== Dataset entries ==

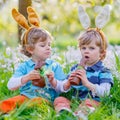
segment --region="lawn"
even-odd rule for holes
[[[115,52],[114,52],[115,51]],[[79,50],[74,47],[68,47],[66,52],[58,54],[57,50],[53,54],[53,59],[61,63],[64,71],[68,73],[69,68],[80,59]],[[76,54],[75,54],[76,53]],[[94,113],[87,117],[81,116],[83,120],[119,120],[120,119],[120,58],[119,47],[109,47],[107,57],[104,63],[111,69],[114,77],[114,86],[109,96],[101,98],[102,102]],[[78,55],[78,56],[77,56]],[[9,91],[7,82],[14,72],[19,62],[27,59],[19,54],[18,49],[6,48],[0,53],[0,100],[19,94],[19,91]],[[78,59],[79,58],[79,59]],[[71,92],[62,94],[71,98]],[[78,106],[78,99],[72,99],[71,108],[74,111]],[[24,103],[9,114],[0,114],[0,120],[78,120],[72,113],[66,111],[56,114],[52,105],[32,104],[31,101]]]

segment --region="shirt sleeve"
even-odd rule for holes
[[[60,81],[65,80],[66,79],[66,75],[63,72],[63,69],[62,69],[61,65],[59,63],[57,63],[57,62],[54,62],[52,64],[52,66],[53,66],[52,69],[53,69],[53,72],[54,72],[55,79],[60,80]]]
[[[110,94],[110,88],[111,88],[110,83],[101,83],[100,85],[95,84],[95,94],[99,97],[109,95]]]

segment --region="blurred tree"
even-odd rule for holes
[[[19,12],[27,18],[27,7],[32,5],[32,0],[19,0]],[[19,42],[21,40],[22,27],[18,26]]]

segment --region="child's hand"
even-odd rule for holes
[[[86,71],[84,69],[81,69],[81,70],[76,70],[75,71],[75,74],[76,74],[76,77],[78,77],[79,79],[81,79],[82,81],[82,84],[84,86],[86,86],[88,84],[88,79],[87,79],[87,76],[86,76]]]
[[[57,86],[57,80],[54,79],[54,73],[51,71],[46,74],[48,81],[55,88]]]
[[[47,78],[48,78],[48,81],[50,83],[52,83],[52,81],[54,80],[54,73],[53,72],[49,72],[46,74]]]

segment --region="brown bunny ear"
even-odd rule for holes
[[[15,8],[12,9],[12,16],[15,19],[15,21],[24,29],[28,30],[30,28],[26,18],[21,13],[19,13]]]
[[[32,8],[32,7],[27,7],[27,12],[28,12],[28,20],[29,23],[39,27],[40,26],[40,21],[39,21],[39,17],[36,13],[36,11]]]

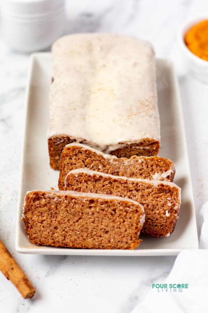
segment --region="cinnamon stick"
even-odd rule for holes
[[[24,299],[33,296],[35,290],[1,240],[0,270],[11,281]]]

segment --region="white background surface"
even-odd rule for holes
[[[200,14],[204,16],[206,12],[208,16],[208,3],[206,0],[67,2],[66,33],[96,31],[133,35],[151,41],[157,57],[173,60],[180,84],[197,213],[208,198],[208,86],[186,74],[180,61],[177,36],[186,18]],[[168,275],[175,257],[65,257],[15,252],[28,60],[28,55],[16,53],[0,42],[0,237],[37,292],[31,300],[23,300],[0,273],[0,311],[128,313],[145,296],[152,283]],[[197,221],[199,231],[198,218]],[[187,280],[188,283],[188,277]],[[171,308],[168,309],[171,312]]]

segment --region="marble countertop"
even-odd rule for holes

== Problem description ==
Locate every line in the listing above that contains the word "segment", and copy each of those lines in full.

== Response to this exercise ==
segment --region="lawn"
segment --region="shirt sleeve"
segment --region="blurred tree"
segment --region="child's hand"
segment --region="brown bunny ear"
segment --region="cinnamon stick"
segment --region="white background surface"
segment --region="marble countertop"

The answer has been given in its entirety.